Selected excerpt START

Mike Tyson has been drinking. At a party. With a young lady.
Undoubtedly another implosion by Kid Dynamite, whose bald, tattooed head is connected by an infamously short fuse to his fists.
But wait. Discard that outdated assumption.
Tyson has been sipping tea with his 4-year-old daughter Milan. Those jackhammer hands, once a terror to opponents and a menace to society, hold the cup and saucer with dainty tenderness, right pinky extended.
“She says, ‘You want to play with me, Daddy?’ ” Tyson said. “And then she serves me tea and fake food from her Betty Crocker kitchen. She’s adorable.”
Tyson crushes his r’s with his Brooklyn accent. Diction was never a strength of the thug from the mean streets who expressed himself most eruditely in the boxing ring.
But Tyson can role-play with the best. He’s had so many parts: Juvenile delinquent; youngest universal heavyweight champ in history; cocaine addict; convicted rapist; ear-biting savage; $400 million-fortune-wasting has-been and misunderstood human being.
A bad actor, he was. At age 46, he has become quite a good one, even if he is portraying himself in his one-man show, Undisputed Truth, which makes its Miami stop on a nationwide tour at 8 p.m. Tuesday at the Adrienne Arsht Center.
The show is all Tyson, alone on stage for 100minutes, drawing laughs and tears from the audience as he talks about his 30 arrests by age 13, his prostitute mother, his absent father, the sister who raised him, trainer Cus D’Amato, first wife Robin Givens, huckster Don King, accuser Desiree Washington, Evander Holyfield, Buster Douglas, the accidental death of his daughter Exodus, drug and alcohol highs, prison lows, and his continuing fight for inner peace.

Selected excerpt END
Input data START

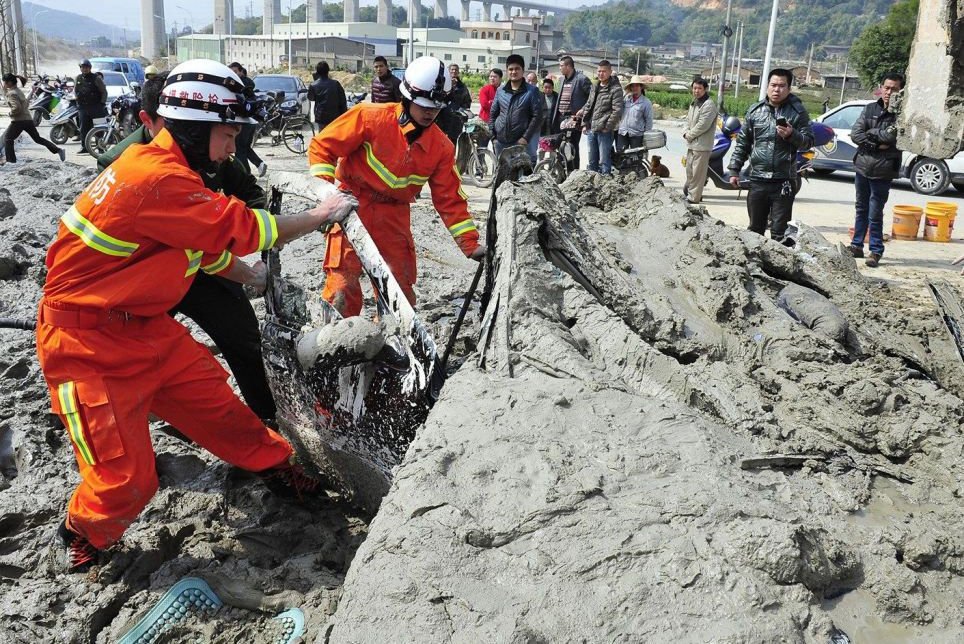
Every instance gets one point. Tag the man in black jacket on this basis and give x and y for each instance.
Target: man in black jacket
(877, 163)
(91, 96)
(218, 305)
(573, 94)
(245, 141)
(773, 130)
(328, 96)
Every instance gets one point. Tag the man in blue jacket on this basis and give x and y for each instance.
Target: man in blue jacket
(517, 111)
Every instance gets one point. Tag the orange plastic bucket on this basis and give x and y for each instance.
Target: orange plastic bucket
(939, 221)
(906, 222)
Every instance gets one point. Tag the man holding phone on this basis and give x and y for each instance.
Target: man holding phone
(773, 130)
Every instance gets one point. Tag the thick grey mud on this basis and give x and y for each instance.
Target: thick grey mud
(649, 446)
(643, 443)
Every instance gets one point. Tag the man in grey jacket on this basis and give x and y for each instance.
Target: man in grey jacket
(700, 128)
(517, 111)
(600, 118)
(573, 92)
(773, 130)
(877, 163)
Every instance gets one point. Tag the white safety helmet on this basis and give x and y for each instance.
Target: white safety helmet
(205, 90)
(426, 83)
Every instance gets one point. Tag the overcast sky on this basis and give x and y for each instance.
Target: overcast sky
(199, 13)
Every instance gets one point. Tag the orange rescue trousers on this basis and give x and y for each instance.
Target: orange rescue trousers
(106, 374)
(389, 224)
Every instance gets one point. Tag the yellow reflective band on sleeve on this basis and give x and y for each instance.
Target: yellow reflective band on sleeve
(462, 227)
(267, 228)
(459, 177)
(219, 264)
(386, 175)
(67, 393)
(193, 261)
(322, 170)
(95, 238)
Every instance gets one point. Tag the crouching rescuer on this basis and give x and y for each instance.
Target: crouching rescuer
(384, 154)
(126, 253)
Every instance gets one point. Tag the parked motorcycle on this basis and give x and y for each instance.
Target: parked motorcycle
(355, 98)
(121, 122)
(65, 124)
(728, 129)
(44, 98)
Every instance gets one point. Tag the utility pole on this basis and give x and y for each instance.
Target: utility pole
(765, 74)
(843, 85)
(727, 32)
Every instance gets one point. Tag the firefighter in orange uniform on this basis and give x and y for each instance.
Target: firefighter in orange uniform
(384, 154)
(126, 253)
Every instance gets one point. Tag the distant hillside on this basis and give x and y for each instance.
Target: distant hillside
(654, 22)
(74, 27)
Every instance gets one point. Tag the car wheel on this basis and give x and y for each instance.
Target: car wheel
(929, 176)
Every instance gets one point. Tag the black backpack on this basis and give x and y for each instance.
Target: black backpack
(86, 92)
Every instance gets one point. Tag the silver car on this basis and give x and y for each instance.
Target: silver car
(927, 176)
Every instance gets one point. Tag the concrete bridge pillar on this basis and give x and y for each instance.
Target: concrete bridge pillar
(384, 12)
(351, 11)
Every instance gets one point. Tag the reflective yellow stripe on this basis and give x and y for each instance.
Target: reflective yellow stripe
(459, 177)
(462, 227)
(94, 238)
(322, 170)
(67, 393)
(219, 264)
(193, 261)
(386, 175)
(267, 229)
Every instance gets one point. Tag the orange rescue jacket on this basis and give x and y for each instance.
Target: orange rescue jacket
(136, 236)
(377, 161)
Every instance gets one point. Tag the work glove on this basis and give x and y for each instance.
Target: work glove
(336, 207)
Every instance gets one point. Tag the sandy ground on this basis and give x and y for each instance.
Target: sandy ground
(621, 431)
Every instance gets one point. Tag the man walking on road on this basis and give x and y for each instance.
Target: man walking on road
(773, 130)
(573, 92)
(328, 96)
(877, 163)
(700, 128)
(385, 86)
(600, 118)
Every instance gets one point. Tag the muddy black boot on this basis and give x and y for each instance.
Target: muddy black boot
(289, 481)
(81, 554)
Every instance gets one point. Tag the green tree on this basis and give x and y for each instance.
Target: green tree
(636, 59)
(885, 46)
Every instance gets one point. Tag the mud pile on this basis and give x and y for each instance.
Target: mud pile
(644, 446)
(648, 447)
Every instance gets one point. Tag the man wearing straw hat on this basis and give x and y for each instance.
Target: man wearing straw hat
(877, 164)
(637, 115)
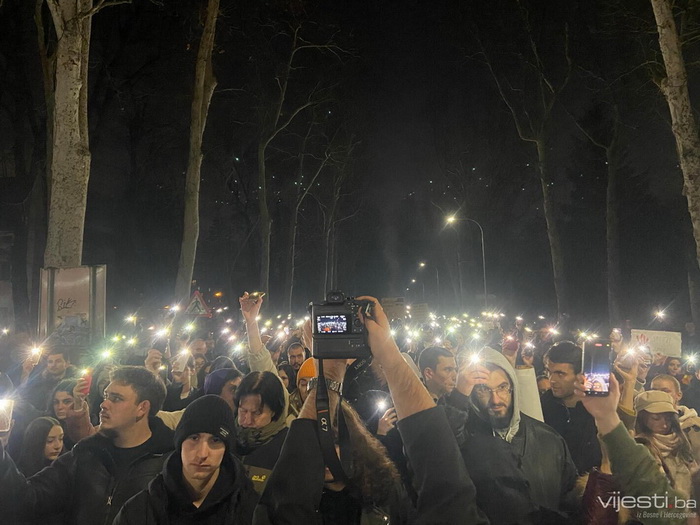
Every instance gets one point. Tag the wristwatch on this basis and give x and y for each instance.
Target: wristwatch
(336, 386)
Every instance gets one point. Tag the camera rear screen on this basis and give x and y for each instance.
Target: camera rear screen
(596, 368)
(332, 324)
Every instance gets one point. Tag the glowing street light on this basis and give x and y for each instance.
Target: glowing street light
(451, 219)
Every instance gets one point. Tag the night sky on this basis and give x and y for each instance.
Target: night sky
(414, 94)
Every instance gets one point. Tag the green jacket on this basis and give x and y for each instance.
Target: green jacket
(646, 491)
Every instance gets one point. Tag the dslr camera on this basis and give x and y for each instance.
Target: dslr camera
(338, 332)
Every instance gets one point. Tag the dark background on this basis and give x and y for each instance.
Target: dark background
(414, 91)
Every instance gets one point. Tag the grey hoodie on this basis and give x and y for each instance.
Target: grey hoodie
(494, 357)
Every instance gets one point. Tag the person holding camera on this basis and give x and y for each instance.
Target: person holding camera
(302, 490)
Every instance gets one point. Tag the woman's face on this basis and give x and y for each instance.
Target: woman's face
(62, 402)
(659, 423)
(252, 413)
(284, 377)
(54, 443)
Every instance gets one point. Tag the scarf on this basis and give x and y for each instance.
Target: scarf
(667, 445)
(688, 417)
(249, 439)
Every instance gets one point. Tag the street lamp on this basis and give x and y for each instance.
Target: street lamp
(422, 265)
(453, 219)
(422, 284)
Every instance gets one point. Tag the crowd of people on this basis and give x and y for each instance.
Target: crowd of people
(436, 428)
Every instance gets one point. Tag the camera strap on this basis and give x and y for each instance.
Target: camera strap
(325, 428)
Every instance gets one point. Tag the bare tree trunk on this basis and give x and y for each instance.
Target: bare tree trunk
(204, 85)
(48, 66)
(70, 163)
(685, 129)
(612, 234)
(550, 216)
(265, 220)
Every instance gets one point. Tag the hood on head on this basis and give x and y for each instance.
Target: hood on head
(494, 357)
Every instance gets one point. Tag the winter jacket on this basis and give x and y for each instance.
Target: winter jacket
(578, 429)
(260, 462)
(166, 502)
(639, 477)
(295, 492)
(522, 473)
(81, 484)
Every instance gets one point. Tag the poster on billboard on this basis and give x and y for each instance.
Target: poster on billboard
(72, 307)
(667, 343)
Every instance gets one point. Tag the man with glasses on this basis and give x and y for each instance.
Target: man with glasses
(521, 468)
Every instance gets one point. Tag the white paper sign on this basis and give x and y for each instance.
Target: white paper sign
(667, 343)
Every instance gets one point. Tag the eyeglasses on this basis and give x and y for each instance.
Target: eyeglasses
(501, 391)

Input data END

▶ **What you need to do**
a) According to the article about Mike Tyson, when and where does Undisputed Truth make its Miami stop?
b) For each statement, say whether it agrees with the article about Mike Tyson, and quote the words that decide it: (i) Tyson's daughter Milan is 4 years old. (ii) Milan serves Tyson real food with his tea. (iii) Other performers share the stage with Tyson in his show.
c) Continue the article about Mike Tyson from the point where it stops.

▶ **Task-by-task results**
a) At 8 p.m. Tuesday at the Adrienne Arsht Center.

b)
(i) Yes: "his 4-year-old daughter Milan."
(ii) No: "she serves me tea and fake food from her Betty Crocker kitchen."
(iii) No: "The show is all Tyson, alone on stage."

c)
As he shadow boxes through the monologue, trying to connect, he’s more vulnerable than he was bare-chested inside the ropes.
“The big difference is I don’t go to the hospital after a performance,” Tyson said from his home in a Las Vegas suburb.
Tyson co-wrote the script with wife Kiki, and director Spike Lee brought it to Broadway last summer. Tyson originally wanted to call it “Boxing, Bitches and Lawsuits.”
An entertainer
“I’m not out there to win sympathy,” Tyson said. “I’m telling stories, and people can interpret them the way they want. I’m trying to entertain. I want to evoke powerful emotions. If I hear someone say, ‘Man, he was so gripping and it went by so fast!’ I feel gratified.”
The show evolves as he hones his new craft, Tyson said. Tommy Hearns was in the Detroit audience last week. Maybe Miami boxing people will attend Tuesday.
But Tyson keeps his distance from the sport that made him and broke him. He watches occasional fights in Las Vegas but doesn’t do the decadent parties that once got him a case of gonorrhea. Doesn’t follow the heavyweight division sorely lacking a star like he was a quarter century ago.
He’s a family man now. He and Kiki have two children, Milan and Morocco, 2. He is the father of seven altogether. His mother-in-law lives down the block. He’s a vegan and has dropped his weight from 360 pounds to 220. He likes kung-fu movies, classic cartoons and documentaries. He runs a charitable foundation, Mike Tyson Cares. Still a night owl, he works out in the exercise room or reads until the wee hours. Among the books on his nightstand: The New History of the World, King Harald’s Saga, The Gangs of New York, Gangsters and Gold Diggers and biographies of Jack Dempsey, Jersey Joe Walcott and Joe Gans.